***** Excerpted records

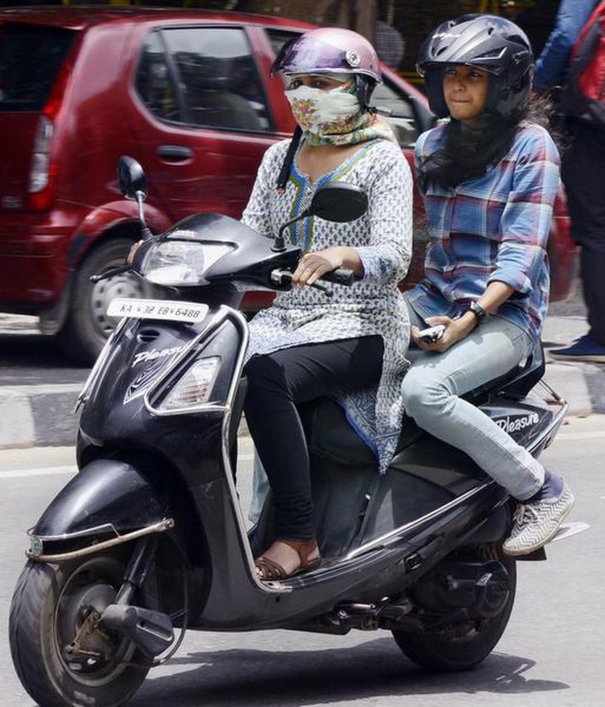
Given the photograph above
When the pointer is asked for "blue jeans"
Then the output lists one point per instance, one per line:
(434, 382)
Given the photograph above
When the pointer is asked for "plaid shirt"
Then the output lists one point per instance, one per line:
(494, 227)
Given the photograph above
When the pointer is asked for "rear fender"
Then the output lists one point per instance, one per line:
(108, 503)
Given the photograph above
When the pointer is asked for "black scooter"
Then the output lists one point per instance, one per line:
(150, 537)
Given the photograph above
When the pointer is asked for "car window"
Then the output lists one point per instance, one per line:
(218, 77)
(278, 38)
(30, 59)
(154, 82)
(402, 119)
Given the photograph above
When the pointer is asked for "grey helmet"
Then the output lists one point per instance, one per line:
(492, 43)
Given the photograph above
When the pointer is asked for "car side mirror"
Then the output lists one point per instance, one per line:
(131, 178)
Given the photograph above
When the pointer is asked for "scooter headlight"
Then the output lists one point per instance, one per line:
(180, 263)
(194, 388)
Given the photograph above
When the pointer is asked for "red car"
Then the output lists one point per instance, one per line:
(187, 94)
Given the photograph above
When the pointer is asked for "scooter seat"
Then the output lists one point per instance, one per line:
(331, 437)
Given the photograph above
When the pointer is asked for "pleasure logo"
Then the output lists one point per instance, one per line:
(518, 423)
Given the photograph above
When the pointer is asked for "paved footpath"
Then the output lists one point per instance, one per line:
(41, 414)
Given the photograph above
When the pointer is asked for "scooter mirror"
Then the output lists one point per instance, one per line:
(131, 178)
(339, 202)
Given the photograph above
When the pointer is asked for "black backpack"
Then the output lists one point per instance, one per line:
(584, 95)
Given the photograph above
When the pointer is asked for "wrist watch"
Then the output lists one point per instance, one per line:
(478, 311)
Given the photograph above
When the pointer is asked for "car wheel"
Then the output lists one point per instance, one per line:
(87, 326)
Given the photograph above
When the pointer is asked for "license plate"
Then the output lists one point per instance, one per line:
(157, 309)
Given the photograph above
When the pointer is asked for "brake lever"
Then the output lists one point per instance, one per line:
(326, 290)
(284, 277)
(112, 272)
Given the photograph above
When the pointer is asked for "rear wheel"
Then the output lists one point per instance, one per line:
(463, 644)
(87, 326)
(61, 655)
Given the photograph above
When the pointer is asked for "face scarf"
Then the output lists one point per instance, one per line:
(335, 117)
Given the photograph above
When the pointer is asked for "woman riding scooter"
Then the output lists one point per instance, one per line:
(308, 345)
(488, 177)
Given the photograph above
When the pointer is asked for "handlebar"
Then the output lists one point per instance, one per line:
(340, 276)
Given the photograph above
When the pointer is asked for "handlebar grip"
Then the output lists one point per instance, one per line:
(340, 276)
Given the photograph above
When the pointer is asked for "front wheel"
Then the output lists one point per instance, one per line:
(462, 645)
(62, 657)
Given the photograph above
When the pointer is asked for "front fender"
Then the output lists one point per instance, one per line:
(107, 501)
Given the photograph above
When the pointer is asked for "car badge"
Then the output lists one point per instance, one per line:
(353, 58)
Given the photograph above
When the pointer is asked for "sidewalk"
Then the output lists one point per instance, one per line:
(42, 415)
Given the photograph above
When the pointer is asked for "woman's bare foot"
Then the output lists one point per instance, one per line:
(287, 557)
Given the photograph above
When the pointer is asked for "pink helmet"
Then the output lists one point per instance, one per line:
(332, 50)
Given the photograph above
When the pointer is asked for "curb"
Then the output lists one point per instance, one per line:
(43, 415)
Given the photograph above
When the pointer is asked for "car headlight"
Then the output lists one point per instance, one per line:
(180, 263)
(194, 388)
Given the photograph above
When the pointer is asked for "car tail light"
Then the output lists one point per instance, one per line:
(43, 172)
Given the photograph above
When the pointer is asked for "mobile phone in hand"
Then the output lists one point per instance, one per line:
(432, 334)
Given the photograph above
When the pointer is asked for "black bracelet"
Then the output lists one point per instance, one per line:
(478, 311)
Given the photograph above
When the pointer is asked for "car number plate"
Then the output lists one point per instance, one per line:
(157, 309)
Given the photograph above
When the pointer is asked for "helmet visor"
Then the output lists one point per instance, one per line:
(302, 55)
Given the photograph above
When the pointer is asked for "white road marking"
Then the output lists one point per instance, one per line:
(48, 471)
(581, 435)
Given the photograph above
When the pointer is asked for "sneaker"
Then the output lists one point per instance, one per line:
(536, 522)
(584, 349)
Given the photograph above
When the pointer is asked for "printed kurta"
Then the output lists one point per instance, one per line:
(373, 305)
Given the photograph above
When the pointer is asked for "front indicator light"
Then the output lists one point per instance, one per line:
(195, 387)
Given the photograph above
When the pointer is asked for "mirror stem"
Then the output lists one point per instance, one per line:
(145, 232)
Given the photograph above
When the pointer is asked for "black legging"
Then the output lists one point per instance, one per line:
(277, 383)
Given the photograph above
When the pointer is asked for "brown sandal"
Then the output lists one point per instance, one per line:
(269, 570)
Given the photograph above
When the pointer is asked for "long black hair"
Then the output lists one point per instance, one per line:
(469, 154)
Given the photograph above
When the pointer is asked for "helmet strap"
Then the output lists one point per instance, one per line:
(284, 173)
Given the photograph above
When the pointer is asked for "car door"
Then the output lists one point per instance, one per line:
(200, 116)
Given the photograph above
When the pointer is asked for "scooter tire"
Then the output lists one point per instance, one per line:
(454, 649)
(47, 605)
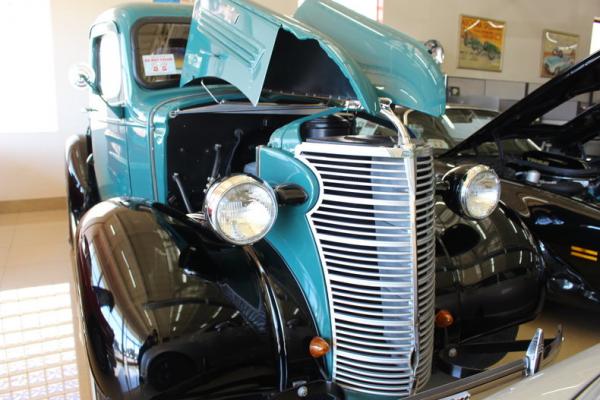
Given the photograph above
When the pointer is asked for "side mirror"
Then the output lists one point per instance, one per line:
(82, 76)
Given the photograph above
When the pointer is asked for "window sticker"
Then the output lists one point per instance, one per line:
(438, 144)
(159, 65)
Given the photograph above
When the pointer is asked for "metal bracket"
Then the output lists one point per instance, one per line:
(535, 353)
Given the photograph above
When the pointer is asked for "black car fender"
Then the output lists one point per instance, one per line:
(82, 191)
(167, 308)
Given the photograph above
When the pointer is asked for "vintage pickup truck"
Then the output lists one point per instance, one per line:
(238, 235)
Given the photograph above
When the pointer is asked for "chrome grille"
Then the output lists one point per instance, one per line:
(425, 265)
(378, 263)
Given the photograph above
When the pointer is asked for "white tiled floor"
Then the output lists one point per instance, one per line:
(34, 252)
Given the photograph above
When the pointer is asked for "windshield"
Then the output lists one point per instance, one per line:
(159, 52)
(463, 122)
(460, 123)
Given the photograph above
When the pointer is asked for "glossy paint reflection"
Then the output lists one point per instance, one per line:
(166, 311)
(489, 272)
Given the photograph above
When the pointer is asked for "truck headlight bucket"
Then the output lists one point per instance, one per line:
(241, 209)
(479, 192)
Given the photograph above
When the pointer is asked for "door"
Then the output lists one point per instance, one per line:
(109, 140)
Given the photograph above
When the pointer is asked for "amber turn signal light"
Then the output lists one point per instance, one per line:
(318, 347)
(443, 319)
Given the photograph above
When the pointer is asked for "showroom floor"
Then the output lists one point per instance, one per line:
(35, 270)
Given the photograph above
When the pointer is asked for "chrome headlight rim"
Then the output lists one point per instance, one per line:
(217, 192)
(465, 187)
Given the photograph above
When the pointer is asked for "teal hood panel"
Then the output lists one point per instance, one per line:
(255, 49)
(231, 42)
(398, 66)
(236, 40)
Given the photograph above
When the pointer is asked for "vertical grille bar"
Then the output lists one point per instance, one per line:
(378, 263)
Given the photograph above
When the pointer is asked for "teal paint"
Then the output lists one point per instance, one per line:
(292, 237)
(233, 40)
(398, 66)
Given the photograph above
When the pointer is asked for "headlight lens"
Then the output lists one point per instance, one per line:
(480, 192)
(241, 209)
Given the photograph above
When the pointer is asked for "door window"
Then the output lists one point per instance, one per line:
(108, 68)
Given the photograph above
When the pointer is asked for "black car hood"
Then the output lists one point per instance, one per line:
(516, 122)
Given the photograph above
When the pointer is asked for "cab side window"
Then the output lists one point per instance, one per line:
(108, 66)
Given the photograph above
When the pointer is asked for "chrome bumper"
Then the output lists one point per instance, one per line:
(539, 354)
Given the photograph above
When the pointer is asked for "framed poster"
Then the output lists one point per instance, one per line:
(559, 51)
(481, 43)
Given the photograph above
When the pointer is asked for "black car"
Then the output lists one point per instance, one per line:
(555, 195)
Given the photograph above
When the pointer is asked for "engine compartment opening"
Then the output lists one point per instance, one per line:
(206, 144)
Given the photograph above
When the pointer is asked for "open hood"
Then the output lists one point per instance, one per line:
(325, 51)
(518, 122)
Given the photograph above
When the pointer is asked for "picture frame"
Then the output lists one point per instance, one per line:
(481, 44)
(559, 52)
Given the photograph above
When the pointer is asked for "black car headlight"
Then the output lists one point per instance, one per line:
(473, 191)
(241, 209)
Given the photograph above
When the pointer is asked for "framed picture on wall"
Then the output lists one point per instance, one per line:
(481, 43)
(559, 52)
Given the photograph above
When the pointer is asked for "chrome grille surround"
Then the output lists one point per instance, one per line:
(373, 226)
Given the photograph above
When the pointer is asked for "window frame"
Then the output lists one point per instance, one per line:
(97, 32)
(136, 67)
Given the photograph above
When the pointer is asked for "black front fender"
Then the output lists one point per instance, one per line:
(168, 309)
(82, 192)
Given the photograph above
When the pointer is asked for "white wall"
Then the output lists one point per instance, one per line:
(525, 21)
(31, 164)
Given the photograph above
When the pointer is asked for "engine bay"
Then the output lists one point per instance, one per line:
(204, 145)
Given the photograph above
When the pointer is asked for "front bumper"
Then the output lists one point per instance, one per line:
(483, 380)
(460, 389)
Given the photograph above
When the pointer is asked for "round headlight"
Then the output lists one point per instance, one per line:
(480, 192)
(241, 209)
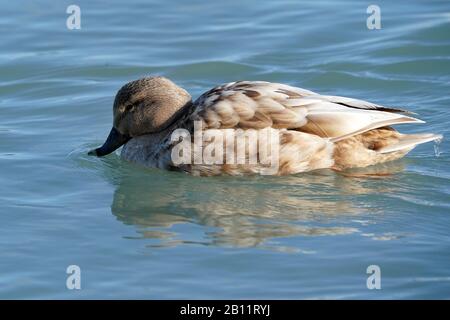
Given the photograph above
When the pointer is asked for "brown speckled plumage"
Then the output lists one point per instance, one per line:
(314, 131)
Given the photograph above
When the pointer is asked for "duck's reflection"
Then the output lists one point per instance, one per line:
(174, 208)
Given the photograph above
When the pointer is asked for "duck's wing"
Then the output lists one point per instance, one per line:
(260, 104)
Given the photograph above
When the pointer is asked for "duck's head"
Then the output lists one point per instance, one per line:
(144, 106)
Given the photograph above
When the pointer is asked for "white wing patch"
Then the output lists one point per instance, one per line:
(259, 104)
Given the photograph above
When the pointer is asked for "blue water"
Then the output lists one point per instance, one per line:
(146, 233)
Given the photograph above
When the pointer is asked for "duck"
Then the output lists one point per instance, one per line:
(312, 131)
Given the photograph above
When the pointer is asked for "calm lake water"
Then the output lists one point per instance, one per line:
(146, 233)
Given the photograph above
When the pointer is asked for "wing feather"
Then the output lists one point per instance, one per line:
(259, 104)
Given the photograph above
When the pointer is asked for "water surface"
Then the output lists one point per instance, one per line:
(146, 233)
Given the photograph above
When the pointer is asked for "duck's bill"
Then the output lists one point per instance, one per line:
(114, 141)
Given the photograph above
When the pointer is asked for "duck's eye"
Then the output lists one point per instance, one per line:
(129, 108)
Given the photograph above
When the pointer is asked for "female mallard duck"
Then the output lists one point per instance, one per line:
(314, 131)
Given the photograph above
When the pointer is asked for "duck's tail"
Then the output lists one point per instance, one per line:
(409, 141)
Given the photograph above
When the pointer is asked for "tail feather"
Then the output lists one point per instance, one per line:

**********

# Your instructions:
Show each line of the items above that contains the word "wheel".

# Solution below:
When the pointer is asked for "car wheel"
When the pointer is asked for "rear wheel"
When the pointer is asked for "front wheel"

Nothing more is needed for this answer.